▸ Directions
Exactly reproduce the lines from the line that has "window --vertices whole-pixels" down to the last line of the entries, inclusive.

▸ Records supplied
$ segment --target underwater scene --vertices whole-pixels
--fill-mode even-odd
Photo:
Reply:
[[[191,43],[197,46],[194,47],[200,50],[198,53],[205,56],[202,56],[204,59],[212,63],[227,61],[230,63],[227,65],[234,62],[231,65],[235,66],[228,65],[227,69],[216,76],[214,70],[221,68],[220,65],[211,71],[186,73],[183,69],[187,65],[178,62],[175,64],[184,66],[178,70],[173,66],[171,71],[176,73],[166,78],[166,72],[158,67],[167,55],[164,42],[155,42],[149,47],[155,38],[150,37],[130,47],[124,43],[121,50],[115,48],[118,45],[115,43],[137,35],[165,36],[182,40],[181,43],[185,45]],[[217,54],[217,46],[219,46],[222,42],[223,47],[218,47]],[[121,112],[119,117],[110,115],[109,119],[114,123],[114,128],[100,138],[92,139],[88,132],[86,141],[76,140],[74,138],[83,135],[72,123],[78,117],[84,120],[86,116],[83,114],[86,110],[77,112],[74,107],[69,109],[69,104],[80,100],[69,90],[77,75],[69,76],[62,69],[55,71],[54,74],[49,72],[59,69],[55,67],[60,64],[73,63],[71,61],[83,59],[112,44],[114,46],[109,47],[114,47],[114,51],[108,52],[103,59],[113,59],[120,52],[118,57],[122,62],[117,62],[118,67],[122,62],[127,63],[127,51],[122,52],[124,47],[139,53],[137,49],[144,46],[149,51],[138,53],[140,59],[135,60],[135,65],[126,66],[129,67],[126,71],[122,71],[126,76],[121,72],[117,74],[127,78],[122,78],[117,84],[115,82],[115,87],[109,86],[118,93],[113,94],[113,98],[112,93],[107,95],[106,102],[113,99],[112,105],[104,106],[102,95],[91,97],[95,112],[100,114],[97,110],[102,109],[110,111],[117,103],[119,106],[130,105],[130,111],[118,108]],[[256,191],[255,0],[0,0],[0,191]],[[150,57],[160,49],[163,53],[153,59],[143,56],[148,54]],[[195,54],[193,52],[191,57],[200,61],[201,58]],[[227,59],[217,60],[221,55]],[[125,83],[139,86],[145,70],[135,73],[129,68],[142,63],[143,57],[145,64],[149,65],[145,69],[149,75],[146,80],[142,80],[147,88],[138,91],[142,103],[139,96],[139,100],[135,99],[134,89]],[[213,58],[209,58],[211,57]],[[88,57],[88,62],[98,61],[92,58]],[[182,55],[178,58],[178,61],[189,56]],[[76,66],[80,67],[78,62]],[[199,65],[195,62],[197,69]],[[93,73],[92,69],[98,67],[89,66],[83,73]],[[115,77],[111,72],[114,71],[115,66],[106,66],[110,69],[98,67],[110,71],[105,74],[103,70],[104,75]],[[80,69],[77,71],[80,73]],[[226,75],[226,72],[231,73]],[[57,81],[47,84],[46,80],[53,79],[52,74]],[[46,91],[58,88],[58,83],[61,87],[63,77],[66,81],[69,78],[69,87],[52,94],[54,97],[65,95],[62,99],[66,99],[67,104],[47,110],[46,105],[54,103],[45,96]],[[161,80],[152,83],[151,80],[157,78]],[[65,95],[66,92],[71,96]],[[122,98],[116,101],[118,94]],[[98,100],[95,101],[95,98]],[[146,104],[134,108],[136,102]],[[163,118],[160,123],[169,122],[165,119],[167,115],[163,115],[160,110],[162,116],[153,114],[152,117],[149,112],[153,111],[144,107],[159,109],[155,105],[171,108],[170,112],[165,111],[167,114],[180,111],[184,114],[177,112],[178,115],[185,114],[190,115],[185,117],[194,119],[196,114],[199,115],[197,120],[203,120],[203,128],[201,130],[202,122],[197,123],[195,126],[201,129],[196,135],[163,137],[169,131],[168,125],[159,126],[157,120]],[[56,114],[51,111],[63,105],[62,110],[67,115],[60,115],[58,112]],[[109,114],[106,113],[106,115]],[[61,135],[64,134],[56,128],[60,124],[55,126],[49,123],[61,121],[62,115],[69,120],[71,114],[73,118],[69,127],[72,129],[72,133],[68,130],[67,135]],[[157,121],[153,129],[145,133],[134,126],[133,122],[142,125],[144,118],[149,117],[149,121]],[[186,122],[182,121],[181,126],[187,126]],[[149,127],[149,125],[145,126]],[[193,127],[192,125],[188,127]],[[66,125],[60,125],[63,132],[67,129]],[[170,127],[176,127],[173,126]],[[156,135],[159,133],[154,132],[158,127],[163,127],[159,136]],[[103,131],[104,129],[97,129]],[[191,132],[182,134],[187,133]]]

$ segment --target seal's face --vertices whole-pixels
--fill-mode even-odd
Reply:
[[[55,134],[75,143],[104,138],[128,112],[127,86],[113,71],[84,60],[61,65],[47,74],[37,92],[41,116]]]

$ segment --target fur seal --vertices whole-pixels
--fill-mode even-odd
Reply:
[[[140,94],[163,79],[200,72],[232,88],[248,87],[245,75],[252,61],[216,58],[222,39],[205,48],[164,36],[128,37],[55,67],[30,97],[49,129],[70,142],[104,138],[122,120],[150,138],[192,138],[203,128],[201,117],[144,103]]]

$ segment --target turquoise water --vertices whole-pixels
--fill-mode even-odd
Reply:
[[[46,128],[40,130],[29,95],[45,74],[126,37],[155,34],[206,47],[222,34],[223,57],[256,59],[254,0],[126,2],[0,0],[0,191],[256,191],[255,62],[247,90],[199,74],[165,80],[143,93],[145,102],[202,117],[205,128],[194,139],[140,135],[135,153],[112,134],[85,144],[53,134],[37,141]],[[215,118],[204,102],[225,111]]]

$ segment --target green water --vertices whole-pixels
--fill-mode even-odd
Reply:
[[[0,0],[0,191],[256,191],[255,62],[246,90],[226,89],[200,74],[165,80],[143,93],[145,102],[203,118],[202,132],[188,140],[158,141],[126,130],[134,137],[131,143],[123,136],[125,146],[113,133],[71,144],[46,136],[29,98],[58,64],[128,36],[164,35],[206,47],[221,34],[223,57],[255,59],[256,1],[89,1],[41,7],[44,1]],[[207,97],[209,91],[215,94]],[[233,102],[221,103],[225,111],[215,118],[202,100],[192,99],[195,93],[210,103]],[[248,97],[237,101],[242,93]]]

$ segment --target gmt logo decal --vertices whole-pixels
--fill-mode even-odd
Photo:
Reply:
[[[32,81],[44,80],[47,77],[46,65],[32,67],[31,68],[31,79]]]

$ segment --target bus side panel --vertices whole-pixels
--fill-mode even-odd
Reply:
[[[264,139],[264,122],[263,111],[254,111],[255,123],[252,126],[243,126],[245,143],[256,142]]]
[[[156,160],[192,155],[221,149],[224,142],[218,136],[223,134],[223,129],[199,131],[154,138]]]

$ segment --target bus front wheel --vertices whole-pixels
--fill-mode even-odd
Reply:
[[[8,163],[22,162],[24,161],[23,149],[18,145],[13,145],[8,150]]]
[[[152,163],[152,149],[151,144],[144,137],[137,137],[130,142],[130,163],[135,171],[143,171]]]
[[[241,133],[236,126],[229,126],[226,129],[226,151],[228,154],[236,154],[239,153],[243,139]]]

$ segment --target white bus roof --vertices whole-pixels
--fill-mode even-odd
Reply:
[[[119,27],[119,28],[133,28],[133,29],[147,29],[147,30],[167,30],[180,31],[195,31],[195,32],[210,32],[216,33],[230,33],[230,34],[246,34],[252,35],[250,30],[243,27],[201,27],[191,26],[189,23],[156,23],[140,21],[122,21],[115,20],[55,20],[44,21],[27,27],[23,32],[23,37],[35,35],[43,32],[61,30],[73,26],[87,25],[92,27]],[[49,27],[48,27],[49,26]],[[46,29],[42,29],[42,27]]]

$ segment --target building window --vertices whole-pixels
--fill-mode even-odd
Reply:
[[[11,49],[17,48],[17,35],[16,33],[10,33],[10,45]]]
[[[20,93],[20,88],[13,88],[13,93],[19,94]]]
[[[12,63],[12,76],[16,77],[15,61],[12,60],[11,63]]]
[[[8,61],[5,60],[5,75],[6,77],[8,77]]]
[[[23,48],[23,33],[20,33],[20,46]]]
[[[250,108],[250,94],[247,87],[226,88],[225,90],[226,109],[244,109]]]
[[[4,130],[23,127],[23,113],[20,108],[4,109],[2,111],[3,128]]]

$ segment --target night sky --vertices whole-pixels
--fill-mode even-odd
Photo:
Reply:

▸ Response to this exercise
$ segment --target building window --vertices whole-pixels
--fill-mode even-odd
Reply:
[[[11,49],[17,48],[17,35],[16,33],[10,33],[10,45]]]
[[[20,93],[20,88],[13,88],[13,93],[19,94]]]
[[[12,63],[12,76],[16,77],[15,61],[12,60],[11,63]]]
[[[8,61],[5,60],[5,75],[6,77],[8,77]]]
[[[23,48],[23,33],[20,33],[20,46]]]
[[[250,108],[250,94],[247,87],[226,88],[225,90],[226,109],[244,109]]]
[[[4,130],[23,127],[23,113],[20,108],[4,109],[2,111],[3,128]]]

$ segment --target night sky --vertices whole-pixels
--fill-mode even-odd
Photo:
Reply:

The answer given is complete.